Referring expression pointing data
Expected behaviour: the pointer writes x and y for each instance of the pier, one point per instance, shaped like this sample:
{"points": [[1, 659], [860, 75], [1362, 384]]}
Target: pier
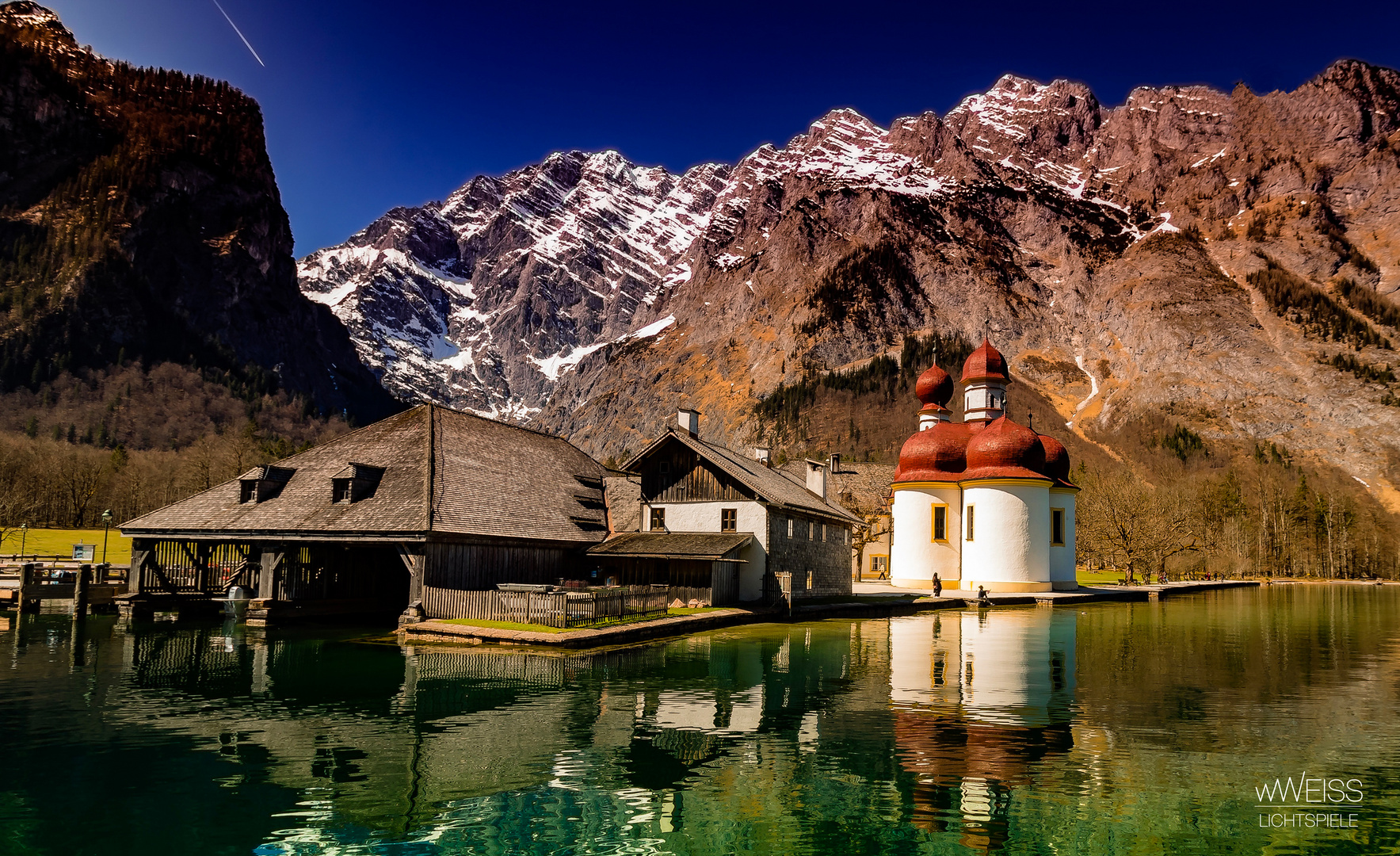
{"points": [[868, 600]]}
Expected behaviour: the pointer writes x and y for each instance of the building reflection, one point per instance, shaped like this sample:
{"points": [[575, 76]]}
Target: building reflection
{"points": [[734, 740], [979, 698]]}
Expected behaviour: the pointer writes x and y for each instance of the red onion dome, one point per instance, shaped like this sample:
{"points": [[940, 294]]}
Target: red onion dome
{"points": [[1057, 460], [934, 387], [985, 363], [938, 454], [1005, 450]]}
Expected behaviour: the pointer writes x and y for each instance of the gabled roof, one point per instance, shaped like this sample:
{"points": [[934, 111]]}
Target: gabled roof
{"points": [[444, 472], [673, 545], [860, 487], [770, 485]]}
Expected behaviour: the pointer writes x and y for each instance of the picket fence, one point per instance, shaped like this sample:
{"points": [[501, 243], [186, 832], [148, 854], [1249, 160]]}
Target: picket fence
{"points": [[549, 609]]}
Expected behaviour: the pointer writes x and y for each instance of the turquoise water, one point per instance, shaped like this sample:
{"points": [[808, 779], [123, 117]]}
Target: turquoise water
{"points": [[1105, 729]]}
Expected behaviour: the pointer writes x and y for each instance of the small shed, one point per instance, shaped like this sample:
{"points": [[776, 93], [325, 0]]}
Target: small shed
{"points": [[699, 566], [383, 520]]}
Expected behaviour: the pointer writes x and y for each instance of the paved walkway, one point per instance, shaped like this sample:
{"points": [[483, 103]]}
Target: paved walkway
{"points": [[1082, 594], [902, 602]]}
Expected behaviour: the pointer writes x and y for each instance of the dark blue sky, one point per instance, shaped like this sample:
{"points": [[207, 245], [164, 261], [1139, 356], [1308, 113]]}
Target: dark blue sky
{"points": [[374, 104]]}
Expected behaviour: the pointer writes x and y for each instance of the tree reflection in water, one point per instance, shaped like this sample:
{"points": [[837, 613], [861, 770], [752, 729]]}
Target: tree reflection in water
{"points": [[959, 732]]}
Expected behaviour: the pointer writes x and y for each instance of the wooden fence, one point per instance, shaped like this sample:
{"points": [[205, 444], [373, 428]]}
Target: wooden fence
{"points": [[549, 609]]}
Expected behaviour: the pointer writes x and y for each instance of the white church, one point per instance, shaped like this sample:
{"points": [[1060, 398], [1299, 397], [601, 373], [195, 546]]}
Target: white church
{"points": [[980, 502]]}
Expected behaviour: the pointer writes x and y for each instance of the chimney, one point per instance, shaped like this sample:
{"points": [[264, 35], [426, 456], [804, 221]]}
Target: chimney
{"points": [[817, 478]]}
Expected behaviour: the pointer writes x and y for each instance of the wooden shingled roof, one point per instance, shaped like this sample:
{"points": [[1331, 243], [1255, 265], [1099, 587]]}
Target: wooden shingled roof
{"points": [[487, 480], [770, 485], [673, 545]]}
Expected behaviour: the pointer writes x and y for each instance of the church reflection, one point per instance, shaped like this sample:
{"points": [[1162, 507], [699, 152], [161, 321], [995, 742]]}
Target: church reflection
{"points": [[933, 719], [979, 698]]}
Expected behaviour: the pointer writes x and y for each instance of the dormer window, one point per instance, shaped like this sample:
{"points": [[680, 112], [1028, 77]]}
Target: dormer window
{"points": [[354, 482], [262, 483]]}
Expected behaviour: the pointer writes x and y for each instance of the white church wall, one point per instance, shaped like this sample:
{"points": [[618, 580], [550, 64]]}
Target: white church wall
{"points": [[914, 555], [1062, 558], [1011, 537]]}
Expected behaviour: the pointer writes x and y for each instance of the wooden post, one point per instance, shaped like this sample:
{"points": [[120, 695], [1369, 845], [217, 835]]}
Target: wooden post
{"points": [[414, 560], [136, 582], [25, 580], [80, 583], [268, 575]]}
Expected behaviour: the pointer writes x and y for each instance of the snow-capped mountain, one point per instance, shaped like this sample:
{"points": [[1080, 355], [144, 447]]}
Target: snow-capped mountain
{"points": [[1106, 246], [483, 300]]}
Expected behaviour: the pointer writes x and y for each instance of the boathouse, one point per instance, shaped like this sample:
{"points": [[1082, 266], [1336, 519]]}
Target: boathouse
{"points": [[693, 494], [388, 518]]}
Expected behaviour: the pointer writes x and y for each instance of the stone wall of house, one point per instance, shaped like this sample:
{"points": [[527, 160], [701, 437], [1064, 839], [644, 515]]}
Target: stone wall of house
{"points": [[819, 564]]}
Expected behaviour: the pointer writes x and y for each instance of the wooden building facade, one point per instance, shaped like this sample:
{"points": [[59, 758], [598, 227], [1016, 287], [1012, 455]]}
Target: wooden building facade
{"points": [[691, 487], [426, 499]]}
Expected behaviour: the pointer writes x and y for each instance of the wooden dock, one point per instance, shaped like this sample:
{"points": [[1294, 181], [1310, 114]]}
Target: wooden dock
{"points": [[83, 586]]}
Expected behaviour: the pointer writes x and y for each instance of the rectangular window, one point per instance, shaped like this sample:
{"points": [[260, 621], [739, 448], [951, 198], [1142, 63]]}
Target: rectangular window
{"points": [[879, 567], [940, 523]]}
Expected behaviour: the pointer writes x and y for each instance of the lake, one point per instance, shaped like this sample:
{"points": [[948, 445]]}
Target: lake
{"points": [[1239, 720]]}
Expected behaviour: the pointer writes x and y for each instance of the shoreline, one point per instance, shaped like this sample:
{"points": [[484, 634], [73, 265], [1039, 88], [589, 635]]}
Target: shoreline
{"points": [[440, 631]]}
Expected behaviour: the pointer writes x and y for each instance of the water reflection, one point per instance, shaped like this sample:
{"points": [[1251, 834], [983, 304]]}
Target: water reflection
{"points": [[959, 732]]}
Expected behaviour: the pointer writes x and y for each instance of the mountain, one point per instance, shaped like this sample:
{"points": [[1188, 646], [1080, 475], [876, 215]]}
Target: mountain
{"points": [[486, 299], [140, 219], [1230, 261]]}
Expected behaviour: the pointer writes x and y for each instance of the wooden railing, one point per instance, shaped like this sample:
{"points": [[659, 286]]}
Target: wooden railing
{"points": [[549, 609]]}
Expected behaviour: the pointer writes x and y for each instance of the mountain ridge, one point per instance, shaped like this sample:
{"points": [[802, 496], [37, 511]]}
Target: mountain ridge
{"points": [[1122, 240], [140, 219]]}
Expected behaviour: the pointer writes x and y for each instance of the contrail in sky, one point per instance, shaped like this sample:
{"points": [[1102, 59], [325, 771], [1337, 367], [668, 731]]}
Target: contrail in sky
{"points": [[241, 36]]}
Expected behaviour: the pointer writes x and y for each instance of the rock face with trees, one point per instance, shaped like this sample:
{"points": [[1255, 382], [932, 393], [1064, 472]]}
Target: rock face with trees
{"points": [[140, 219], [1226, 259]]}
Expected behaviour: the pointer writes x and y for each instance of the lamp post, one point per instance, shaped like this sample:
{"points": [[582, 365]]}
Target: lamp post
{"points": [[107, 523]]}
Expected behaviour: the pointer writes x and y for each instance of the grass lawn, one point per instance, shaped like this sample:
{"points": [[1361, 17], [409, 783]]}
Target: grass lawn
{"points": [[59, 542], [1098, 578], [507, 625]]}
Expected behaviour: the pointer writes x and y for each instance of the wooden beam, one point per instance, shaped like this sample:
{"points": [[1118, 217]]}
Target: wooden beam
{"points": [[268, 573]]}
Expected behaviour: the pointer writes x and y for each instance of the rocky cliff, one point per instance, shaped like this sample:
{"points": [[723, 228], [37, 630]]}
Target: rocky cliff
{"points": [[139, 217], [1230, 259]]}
--
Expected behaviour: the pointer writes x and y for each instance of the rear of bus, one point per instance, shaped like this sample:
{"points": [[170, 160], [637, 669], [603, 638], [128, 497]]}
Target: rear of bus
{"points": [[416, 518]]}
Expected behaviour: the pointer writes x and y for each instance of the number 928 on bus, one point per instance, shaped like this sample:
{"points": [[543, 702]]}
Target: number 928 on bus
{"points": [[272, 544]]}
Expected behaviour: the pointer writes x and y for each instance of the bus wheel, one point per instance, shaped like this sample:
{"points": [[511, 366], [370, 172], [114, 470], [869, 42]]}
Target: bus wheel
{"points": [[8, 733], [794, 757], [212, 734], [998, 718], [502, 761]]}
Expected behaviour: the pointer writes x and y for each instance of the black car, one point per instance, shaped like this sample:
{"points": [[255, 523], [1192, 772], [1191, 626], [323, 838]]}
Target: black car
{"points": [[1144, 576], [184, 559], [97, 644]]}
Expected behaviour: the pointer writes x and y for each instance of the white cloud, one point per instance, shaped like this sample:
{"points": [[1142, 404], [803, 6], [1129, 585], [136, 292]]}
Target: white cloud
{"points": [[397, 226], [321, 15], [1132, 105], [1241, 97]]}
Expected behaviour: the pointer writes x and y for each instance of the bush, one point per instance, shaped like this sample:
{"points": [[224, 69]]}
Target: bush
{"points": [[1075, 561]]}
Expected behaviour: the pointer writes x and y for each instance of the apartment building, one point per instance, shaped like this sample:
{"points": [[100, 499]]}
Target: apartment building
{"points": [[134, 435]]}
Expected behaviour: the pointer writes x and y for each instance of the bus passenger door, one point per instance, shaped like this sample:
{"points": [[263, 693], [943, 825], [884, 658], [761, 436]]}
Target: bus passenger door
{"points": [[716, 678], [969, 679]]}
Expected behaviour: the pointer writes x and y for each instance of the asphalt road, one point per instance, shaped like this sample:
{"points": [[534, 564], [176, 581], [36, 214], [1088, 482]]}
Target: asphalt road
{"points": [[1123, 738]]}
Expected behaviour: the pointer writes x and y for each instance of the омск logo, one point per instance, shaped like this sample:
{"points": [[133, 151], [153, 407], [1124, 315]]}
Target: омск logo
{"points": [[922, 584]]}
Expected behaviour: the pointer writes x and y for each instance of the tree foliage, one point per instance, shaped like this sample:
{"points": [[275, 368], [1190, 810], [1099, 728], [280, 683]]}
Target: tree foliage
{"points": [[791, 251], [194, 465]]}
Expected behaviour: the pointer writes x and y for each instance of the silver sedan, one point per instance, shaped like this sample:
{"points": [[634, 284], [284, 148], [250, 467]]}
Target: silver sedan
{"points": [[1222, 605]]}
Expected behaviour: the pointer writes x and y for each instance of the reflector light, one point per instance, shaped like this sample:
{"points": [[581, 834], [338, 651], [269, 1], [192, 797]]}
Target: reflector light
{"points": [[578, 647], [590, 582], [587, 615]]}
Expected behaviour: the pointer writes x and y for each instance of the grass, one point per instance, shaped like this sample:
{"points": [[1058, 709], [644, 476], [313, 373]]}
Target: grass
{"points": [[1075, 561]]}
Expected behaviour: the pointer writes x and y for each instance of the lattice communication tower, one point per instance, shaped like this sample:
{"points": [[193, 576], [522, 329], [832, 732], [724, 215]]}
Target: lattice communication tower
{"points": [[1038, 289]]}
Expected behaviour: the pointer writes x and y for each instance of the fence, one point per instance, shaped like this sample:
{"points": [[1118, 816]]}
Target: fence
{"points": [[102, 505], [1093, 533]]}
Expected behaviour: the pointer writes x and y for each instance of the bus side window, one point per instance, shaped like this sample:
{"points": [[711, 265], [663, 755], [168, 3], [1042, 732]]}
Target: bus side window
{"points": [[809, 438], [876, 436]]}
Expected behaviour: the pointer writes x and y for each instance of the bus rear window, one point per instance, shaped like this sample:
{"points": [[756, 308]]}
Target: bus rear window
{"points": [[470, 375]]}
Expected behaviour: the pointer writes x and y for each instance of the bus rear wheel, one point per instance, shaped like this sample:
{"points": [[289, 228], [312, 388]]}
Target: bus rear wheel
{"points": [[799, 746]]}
...
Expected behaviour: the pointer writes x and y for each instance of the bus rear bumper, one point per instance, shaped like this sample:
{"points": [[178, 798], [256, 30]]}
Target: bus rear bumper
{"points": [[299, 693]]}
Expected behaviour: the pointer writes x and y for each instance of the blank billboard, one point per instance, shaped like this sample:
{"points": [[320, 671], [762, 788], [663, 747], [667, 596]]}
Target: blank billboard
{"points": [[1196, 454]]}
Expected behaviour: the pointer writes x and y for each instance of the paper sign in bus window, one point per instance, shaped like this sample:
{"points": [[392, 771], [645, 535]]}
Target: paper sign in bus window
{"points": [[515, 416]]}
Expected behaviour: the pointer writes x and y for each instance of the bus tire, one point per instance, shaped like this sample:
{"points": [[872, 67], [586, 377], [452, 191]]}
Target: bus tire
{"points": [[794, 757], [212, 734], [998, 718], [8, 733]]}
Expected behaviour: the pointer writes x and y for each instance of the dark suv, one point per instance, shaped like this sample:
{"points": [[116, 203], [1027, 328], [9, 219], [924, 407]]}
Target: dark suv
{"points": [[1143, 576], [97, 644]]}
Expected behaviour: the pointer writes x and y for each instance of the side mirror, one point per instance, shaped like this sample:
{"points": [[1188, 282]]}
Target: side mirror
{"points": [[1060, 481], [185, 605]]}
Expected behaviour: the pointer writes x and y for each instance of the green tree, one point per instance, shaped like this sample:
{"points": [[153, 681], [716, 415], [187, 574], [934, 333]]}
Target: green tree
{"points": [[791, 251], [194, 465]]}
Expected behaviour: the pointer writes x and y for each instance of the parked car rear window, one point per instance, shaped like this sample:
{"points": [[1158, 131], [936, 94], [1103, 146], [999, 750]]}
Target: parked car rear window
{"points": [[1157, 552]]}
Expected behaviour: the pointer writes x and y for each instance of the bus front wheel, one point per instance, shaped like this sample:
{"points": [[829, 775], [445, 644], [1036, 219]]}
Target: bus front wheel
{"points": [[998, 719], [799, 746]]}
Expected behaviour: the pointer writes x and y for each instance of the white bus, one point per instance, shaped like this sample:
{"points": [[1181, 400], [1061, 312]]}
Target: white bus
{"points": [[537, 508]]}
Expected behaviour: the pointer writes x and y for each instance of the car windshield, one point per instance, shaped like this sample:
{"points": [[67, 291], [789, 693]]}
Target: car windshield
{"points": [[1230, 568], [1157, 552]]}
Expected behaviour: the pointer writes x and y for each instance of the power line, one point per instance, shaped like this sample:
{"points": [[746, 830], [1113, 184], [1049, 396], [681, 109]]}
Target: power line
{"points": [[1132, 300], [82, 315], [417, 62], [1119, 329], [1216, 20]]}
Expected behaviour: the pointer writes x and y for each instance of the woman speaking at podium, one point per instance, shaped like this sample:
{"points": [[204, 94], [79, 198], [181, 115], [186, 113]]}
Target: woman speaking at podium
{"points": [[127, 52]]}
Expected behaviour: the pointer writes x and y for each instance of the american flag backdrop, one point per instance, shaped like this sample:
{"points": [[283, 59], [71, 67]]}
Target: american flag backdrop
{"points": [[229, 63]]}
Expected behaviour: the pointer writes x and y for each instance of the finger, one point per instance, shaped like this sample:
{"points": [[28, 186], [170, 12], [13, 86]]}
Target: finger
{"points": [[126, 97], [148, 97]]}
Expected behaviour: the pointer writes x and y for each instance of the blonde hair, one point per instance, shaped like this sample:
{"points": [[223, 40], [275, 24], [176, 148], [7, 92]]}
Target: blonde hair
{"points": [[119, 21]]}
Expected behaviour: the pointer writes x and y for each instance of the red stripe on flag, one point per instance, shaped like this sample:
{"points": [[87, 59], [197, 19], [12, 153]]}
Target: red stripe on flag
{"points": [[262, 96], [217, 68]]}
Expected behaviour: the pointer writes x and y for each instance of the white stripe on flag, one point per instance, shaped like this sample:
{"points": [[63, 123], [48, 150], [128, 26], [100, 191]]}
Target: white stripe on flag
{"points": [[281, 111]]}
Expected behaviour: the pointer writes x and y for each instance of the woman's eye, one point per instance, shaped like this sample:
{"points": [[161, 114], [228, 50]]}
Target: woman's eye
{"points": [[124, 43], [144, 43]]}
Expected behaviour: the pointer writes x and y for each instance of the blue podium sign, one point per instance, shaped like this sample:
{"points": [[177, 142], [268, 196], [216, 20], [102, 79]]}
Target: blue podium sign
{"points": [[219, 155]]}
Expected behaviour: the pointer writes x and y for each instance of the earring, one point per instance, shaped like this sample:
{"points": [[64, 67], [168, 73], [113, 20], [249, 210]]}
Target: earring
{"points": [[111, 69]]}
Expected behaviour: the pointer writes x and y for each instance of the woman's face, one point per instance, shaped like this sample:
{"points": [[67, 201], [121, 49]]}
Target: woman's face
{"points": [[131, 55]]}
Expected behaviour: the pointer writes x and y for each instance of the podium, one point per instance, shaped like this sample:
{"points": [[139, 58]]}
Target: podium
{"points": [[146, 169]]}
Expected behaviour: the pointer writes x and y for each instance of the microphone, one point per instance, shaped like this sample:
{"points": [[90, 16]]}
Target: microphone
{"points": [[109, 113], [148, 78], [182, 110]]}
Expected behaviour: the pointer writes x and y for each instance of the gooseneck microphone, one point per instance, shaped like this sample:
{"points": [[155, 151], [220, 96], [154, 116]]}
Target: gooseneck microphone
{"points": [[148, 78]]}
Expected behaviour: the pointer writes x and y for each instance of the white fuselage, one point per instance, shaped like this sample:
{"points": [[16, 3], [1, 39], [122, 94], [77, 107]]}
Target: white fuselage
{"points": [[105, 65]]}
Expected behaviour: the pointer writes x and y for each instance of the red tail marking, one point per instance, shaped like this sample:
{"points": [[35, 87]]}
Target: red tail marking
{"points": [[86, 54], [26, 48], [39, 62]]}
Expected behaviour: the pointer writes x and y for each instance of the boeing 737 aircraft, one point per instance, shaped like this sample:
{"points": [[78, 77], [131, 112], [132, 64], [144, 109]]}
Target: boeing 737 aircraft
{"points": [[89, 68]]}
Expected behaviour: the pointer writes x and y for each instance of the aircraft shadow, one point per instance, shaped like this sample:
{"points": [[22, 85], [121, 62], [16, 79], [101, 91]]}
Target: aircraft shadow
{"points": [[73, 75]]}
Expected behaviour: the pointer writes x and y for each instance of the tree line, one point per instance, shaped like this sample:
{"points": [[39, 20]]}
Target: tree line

■ INSTRUCTIONS FOR THE TASK
Working from the records above, write out verbatim only the lines from the line containing "of the green" through the line containing "of the parked".

■ ANSWER TO THE EXERCISE
Expected behaviour: the pointer writes x and y for each instance of the green tree, one point per instance, shaped like this sample:
{"points": [[153, 681], [716, 415], [187, 574], [934, 333]]}
Target: green tree
{"points": [[791, 251], [194, 465]]}
Expected behaviour: the pointer writes x and y for each instance of the parked car rear window, one point per instance, shaped like this sample:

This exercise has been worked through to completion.